Goal =
Can you print the lines of the data below, starting at the one that contains "occurrence of sparse" and ending at the one that contains "left=90, top=2, right=124, bottom=10", with both of those lines included and every character unchanged?

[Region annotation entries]
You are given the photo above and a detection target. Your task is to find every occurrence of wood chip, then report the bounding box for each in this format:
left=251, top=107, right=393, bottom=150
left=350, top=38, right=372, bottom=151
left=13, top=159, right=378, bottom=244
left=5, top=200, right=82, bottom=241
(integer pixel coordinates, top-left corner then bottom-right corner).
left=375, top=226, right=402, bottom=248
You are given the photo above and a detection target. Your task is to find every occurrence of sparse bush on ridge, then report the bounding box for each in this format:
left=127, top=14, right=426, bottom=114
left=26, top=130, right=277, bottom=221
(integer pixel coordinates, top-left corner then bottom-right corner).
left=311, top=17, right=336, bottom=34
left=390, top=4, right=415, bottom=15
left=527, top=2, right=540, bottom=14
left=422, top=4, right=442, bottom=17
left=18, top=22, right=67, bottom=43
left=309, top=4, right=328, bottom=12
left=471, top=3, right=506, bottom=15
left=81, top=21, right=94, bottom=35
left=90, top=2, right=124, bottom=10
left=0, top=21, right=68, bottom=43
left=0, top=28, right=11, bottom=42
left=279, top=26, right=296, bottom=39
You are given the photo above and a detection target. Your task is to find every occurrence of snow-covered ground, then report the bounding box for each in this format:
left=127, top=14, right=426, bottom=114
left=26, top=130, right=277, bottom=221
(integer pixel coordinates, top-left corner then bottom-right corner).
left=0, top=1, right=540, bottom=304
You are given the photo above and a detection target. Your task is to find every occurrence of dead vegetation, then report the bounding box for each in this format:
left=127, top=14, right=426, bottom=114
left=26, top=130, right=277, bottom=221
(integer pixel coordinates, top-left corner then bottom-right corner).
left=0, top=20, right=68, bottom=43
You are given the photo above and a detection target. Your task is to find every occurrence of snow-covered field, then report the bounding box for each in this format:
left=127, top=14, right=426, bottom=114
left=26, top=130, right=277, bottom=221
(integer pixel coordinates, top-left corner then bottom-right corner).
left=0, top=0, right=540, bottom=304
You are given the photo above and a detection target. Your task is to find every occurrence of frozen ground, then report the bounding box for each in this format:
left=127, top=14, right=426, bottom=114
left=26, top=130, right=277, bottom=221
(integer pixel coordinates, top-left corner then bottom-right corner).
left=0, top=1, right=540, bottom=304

Task response =
You are given the photo above and a detection target. Your task is to find every occurrence of sparse bush on ridge, then report the bounding box for each in this format:
left=127, top=14, right=426, bottom=114
left=26, top=130, right=277, bottom=221
(integer pixel coordinates, top-left corner then bottom-right corner).
left=311, top=17, right=336, bottom=34
left=390, top=4, right=415, bottom=15
left=527, top=2, right=540, bottom=14
left=422, top=4, right=442, bottom=17
left=18, top=22, right=67, bottom=43
left=309, top=4, right=328, bottom=12
left=471, top=3, right=506, bottom=15
left=81, top=21, right=94, bottom=35
left=90, top=2, right=124, bottom=10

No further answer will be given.